[Start of section]
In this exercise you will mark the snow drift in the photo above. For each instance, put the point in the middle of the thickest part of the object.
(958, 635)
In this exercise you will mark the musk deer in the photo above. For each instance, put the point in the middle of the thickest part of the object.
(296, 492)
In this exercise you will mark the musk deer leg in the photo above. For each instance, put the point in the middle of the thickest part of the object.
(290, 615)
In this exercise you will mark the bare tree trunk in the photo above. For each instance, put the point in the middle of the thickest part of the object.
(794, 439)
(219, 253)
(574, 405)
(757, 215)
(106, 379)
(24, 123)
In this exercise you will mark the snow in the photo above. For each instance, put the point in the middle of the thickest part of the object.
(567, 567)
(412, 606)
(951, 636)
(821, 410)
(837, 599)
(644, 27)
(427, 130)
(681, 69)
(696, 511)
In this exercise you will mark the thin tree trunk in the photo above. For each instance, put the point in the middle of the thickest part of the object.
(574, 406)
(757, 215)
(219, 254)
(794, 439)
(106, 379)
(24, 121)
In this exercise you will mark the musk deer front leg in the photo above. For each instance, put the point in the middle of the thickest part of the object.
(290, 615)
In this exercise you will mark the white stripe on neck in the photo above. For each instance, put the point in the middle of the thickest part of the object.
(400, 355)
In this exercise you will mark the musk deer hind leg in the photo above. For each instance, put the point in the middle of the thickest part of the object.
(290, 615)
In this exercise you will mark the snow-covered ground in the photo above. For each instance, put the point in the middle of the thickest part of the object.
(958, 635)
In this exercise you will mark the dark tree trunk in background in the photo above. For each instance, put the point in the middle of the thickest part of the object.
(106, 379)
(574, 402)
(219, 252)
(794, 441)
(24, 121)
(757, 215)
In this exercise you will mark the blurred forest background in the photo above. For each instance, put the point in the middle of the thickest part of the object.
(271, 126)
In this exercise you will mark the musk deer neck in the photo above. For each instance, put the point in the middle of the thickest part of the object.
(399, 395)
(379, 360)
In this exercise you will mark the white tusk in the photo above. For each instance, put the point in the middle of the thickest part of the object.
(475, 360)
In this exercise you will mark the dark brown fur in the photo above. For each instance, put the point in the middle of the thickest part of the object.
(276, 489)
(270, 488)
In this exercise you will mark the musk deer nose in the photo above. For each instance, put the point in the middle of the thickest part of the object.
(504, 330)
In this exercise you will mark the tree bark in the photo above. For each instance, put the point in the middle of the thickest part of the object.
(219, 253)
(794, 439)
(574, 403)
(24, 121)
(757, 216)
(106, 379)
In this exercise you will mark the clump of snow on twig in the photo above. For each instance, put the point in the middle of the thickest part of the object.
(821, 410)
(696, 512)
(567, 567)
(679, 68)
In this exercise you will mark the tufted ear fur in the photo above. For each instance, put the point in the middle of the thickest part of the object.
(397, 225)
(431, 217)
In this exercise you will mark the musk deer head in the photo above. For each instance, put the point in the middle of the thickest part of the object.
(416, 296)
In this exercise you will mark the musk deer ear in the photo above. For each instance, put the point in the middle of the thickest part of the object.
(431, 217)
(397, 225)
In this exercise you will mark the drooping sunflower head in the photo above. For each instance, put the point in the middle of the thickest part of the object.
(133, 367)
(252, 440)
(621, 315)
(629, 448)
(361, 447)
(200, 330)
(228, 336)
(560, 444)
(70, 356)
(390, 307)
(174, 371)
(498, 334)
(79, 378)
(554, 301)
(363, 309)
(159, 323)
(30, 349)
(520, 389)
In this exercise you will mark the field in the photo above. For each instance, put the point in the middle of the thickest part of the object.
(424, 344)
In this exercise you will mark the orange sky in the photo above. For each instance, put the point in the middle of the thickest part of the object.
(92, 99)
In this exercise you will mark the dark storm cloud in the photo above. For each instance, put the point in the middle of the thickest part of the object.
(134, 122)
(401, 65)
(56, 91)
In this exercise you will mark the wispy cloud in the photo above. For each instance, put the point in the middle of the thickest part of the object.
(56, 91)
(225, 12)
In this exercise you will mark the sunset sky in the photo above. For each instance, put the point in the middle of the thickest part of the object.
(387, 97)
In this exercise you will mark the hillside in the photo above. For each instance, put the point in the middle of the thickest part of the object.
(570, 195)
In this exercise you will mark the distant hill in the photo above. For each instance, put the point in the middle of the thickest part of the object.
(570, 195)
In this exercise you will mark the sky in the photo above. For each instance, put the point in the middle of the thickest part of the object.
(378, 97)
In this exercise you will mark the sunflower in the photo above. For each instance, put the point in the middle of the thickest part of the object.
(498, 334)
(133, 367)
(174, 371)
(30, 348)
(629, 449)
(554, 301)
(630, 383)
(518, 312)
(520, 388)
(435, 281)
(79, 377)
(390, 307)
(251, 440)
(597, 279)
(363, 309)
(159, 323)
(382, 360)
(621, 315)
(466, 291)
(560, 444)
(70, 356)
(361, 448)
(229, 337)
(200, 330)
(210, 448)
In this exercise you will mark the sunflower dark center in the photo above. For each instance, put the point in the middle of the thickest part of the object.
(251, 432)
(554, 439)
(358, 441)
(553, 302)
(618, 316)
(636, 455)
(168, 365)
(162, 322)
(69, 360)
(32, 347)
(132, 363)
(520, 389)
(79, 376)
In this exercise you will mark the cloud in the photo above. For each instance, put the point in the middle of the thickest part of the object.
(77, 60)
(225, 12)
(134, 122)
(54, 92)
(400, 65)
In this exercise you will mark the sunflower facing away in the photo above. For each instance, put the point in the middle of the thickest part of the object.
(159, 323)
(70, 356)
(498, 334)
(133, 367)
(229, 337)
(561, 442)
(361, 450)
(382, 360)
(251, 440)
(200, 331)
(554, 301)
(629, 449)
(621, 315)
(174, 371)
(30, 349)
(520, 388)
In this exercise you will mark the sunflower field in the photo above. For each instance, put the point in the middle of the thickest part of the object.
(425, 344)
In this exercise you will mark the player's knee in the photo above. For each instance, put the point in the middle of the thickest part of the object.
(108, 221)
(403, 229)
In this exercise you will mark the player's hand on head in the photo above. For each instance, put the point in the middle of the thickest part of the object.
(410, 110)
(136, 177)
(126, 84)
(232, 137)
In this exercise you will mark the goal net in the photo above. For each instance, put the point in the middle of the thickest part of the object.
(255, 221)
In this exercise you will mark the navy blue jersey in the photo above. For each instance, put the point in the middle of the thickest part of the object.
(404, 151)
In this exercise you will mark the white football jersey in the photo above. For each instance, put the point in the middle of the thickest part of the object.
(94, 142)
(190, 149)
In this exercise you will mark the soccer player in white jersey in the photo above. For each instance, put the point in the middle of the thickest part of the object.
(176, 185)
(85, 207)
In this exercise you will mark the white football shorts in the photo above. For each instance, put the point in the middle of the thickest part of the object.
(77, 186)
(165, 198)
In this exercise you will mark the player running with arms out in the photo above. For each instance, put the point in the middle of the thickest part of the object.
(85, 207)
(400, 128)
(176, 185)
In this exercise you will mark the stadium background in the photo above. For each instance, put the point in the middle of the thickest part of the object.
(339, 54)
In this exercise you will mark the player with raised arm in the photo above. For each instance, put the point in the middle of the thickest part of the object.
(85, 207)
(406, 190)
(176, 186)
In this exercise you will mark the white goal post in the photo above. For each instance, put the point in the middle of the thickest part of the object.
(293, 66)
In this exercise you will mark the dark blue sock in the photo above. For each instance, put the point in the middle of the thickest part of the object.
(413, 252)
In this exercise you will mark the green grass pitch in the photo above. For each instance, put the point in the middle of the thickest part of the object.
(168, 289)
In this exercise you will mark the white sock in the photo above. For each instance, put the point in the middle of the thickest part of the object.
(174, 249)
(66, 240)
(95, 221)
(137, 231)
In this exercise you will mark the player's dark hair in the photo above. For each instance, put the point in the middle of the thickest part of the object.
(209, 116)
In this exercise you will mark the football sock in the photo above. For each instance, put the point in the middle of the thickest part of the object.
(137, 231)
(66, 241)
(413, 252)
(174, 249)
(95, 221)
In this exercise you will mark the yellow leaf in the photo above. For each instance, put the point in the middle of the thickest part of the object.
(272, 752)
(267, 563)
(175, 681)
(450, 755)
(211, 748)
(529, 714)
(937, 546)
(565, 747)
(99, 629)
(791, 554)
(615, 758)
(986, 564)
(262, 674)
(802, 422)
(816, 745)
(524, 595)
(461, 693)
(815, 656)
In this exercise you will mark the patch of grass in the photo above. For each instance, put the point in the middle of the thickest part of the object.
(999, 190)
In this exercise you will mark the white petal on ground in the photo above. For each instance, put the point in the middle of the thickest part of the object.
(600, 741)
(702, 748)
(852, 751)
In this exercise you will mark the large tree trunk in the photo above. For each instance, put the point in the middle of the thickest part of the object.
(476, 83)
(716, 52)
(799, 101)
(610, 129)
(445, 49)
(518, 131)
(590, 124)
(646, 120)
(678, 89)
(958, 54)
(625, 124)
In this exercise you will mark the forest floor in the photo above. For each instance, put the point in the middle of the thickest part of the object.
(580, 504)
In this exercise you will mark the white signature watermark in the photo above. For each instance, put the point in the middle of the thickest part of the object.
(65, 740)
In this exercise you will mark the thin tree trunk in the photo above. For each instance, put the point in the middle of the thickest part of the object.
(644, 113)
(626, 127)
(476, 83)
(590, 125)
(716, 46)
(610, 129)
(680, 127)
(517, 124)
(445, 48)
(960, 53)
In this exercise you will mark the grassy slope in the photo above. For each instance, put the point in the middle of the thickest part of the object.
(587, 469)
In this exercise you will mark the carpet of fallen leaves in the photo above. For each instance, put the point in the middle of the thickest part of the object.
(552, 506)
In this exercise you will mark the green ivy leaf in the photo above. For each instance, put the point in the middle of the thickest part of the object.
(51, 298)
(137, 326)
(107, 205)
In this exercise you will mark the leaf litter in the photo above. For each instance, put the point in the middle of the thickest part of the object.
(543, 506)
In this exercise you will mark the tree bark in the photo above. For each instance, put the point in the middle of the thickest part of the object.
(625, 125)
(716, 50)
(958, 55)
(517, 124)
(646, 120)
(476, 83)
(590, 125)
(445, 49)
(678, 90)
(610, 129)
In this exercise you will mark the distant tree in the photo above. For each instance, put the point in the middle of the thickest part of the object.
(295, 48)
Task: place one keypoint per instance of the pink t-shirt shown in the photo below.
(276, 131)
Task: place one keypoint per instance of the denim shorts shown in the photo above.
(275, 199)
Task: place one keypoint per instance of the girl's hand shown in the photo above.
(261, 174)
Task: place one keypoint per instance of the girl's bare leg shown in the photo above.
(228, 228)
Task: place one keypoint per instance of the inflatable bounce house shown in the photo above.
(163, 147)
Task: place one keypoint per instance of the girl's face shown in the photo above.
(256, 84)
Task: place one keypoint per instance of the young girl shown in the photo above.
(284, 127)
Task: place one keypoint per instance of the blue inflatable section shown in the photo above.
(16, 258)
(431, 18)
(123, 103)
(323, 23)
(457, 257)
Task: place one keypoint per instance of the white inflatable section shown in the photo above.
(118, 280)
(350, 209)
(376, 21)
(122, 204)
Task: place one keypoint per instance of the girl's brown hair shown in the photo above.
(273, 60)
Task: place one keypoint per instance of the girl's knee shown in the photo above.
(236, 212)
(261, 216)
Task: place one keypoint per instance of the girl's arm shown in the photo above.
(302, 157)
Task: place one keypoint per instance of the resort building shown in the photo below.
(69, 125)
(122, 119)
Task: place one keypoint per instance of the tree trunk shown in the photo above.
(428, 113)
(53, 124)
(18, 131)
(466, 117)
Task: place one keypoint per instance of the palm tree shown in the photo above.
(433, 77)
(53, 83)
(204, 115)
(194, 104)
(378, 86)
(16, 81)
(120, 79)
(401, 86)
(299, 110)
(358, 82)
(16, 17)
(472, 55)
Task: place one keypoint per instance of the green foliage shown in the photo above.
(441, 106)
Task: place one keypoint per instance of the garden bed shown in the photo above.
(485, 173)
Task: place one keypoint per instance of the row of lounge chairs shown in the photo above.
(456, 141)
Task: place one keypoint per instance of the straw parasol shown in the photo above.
[End of section]
What the task asks: Beginning with the line that contains "Task: place one keypoint per instance of the girl's arm", output each line of the listing above through the last one, exactly and with nothing added.

Exercise solution:
Task: place one keypoint per instance of the girl's arm shown in the photo above.
(302, 157)
Task: place one keypoint per instance of the resort building shown in the photo below.
(69, 125)
(122, 119)
Task: place one keypoint per instance of the tree trunk shown in the photo above.
(428, 113)
(53, 124)
(18, 131)
(466, 117)
Task: place one keypoint per instance of the palm tree shown in the photo above.
(433, 77)
(53, 83)
(204, 115)
(194, 104)
(378, 86)
(16, 81)
(120, 79)
(401, 86)
(299, 110)
(358, 82)
(16, 17)
(472, 55)
Task: place one keypoint per instance of the green foliage shown in the photo above.
(441, 106)
Task: place one keypoint per instance of the garden bed shown in the photo above.
(485, 173)
Task: place one keypoint per instance of the row of lounge chairs shown in the photo above.
(456, 141)
Task: place one keypoint per instance of the straw parasol shown in the photo above.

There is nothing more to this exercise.